_SOURCE DATA:_
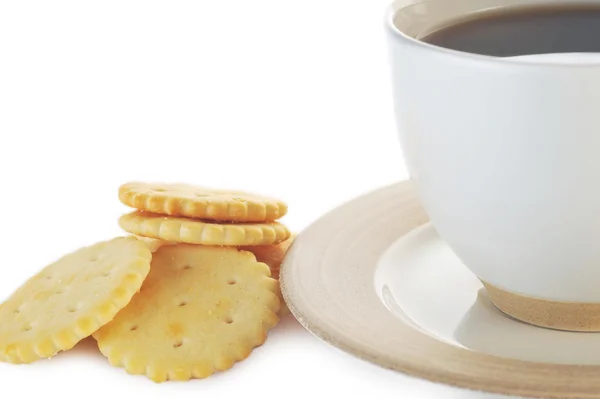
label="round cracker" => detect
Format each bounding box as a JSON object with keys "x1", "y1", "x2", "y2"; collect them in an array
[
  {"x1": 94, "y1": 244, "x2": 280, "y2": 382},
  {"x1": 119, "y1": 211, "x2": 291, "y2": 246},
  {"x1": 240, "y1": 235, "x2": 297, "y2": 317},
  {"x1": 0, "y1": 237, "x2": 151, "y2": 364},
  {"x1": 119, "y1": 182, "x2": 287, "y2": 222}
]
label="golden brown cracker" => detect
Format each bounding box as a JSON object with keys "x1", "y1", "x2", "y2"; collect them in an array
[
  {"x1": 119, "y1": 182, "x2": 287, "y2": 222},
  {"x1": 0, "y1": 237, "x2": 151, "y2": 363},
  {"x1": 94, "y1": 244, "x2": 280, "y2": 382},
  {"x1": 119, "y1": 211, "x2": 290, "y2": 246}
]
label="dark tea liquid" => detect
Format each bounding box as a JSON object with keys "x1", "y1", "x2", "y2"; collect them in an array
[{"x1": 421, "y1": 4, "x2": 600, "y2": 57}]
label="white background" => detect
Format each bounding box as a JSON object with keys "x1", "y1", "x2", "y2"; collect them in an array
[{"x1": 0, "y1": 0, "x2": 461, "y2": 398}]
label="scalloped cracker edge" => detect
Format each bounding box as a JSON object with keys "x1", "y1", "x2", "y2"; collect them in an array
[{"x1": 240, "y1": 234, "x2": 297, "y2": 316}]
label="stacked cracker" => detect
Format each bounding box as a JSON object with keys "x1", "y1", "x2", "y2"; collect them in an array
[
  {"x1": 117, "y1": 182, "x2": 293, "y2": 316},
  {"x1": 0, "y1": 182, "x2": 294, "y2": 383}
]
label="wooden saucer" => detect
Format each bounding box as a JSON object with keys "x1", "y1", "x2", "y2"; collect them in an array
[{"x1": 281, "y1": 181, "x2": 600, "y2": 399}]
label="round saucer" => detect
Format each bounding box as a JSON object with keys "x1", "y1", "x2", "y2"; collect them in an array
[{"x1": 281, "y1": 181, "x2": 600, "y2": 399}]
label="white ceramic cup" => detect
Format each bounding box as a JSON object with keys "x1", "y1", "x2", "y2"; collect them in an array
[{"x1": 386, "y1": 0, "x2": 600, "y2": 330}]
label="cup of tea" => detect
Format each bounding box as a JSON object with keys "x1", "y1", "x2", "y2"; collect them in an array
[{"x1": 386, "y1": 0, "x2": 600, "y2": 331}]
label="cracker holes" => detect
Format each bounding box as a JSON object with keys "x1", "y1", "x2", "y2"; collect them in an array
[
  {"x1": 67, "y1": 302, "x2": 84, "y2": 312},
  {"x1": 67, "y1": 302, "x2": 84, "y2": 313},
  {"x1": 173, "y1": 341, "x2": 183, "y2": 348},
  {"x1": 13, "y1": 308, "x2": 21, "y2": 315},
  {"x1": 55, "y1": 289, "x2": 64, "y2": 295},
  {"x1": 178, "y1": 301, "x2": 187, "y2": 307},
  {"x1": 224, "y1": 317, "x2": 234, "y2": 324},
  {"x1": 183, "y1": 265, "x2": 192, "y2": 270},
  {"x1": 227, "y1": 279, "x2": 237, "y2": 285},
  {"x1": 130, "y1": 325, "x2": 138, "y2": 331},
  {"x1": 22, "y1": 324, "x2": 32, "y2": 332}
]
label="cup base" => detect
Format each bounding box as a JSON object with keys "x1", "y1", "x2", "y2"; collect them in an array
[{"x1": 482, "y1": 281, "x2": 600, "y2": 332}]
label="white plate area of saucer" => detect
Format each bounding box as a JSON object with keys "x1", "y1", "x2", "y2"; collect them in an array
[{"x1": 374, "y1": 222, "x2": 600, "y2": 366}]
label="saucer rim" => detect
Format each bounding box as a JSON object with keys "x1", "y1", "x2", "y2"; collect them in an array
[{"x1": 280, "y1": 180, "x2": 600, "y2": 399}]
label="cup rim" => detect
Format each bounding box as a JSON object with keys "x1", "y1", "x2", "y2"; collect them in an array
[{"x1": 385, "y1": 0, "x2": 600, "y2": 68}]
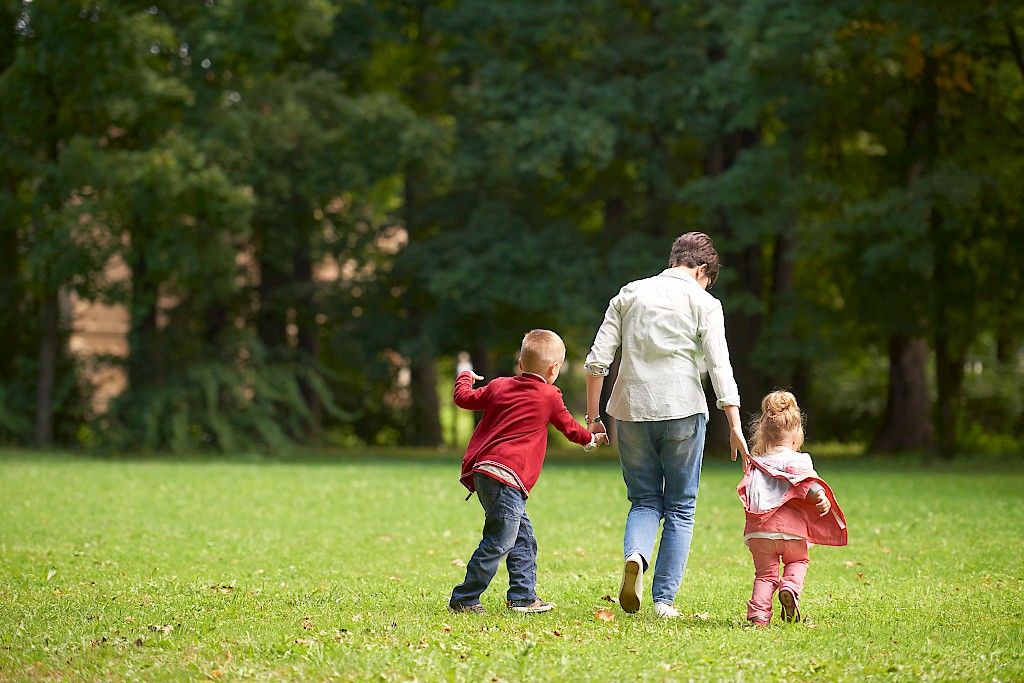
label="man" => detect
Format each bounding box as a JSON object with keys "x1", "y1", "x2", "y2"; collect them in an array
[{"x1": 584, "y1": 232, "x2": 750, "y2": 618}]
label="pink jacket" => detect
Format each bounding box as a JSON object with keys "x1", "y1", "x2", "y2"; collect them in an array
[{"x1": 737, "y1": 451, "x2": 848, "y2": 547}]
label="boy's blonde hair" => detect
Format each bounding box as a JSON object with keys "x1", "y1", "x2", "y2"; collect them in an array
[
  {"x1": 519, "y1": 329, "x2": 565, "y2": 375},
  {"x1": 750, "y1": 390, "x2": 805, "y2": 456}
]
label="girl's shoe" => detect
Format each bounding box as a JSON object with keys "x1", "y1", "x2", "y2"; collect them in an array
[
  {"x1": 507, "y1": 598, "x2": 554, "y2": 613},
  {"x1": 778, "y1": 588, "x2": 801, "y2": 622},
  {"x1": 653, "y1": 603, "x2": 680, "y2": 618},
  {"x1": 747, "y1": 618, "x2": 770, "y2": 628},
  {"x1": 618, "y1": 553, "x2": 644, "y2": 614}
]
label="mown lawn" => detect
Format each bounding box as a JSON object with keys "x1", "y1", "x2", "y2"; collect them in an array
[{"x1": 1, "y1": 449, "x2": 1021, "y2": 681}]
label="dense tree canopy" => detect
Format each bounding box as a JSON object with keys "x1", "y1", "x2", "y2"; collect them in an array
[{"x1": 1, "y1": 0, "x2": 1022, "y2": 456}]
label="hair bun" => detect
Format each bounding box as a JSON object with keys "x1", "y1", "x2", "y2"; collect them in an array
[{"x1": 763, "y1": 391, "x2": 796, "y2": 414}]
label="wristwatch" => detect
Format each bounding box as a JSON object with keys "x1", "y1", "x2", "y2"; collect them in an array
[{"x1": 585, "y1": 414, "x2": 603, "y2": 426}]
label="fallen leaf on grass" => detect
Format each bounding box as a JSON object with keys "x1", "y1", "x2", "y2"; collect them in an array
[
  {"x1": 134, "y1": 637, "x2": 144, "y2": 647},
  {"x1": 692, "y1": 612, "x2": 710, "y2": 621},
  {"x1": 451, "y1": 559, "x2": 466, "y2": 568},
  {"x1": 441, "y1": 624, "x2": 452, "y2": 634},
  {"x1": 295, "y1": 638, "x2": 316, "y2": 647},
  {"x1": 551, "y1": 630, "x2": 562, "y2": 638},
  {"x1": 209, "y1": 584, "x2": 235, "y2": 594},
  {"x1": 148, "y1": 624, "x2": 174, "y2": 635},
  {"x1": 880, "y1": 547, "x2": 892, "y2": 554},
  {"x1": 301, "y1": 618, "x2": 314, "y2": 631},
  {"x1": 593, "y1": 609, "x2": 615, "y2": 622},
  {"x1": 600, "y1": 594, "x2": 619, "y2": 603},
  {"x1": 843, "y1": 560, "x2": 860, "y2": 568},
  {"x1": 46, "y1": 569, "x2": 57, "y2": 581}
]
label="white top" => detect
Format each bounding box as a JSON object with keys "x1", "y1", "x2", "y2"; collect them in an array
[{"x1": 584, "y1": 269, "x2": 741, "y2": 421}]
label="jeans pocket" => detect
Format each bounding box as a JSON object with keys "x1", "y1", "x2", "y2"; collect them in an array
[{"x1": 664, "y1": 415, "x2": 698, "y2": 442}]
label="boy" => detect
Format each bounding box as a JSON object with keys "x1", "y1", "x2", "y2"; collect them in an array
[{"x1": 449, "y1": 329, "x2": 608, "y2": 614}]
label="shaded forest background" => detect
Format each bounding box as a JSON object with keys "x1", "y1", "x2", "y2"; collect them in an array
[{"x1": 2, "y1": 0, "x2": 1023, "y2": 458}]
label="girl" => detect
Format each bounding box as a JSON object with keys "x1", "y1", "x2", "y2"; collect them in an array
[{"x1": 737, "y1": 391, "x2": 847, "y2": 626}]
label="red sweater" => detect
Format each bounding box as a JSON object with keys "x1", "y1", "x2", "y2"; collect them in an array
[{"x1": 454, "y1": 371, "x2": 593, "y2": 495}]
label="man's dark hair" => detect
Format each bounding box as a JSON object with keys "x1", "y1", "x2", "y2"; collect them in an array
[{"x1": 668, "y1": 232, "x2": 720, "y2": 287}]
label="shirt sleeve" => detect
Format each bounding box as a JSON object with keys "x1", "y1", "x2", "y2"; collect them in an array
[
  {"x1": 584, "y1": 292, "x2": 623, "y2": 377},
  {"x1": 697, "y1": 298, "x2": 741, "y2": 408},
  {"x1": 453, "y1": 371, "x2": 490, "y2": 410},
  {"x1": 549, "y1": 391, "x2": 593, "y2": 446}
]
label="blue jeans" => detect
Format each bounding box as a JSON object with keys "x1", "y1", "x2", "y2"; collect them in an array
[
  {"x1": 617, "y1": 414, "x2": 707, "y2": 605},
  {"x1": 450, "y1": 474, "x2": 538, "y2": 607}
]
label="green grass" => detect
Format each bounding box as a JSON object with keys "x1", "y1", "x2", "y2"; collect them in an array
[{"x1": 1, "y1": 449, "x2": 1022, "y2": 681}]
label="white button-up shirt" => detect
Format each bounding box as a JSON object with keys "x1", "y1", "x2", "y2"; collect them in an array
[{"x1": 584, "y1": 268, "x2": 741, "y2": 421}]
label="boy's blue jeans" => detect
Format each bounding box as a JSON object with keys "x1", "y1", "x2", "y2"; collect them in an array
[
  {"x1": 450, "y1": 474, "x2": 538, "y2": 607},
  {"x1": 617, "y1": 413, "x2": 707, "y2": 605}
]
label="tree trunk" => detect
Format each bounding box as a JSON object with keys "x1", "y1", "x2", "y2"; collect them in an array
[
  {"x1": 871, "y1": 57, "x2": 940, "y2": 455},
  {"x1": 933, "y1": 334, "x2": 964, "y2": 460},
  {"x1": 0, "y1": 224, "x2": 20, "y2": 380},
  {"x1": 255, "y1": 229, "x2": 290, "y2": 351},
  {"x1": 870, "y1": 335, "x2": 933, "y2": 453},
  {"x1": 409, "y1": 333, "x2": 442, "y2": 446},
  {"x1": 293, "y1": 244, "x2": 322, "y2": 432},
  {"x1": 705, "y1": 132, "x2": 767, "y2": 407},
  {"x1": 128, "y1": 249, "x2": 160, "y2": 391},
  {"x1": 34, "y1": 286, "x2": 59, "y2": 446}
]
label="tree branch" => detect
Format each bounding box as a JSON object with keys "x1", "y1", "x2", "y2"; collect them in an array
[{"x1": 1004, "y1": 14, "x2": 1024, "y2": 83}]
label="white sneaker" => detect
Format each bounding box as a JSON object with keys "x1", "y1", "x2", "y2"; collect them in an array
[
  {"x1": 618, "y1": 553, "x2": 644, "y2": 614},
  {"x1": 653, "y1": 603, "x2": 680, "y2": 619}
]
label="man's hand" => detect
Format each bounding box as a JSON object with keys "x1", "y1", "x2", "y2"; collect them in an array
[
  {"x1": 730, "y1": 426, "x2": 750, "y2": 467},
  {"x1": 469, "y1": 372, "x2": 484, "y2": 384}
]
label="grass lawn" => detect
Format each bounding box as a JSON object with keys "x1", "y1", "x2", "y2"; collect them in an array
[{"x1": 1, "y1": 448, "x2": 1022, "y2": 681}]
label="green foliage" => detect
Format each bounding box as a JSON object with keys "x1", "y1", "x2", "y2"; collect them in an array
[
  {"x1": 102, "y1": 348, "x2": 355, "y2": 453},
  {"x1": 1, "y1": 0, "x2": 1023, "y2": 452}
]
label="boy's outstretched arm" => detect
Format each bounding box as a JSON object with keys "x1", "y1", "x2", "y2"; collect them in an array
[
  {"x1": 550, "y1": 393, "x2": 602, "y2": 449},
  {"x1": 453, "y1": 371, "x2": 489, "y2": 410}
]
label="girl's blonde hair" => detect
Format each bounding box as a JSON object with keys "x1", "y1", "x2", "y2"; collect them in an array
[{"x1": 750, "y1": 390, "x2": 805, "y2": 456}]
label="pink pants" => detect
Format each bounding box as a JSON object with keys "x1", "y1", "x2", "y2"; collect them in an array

_PROBLEM REQUIREMENTS:_ Scan the records above for the string "pink", then copy each line where it turns up.

_RESULT FOR THIS TASK:_
label="pink jacket" => detect
label="pink pants" => detect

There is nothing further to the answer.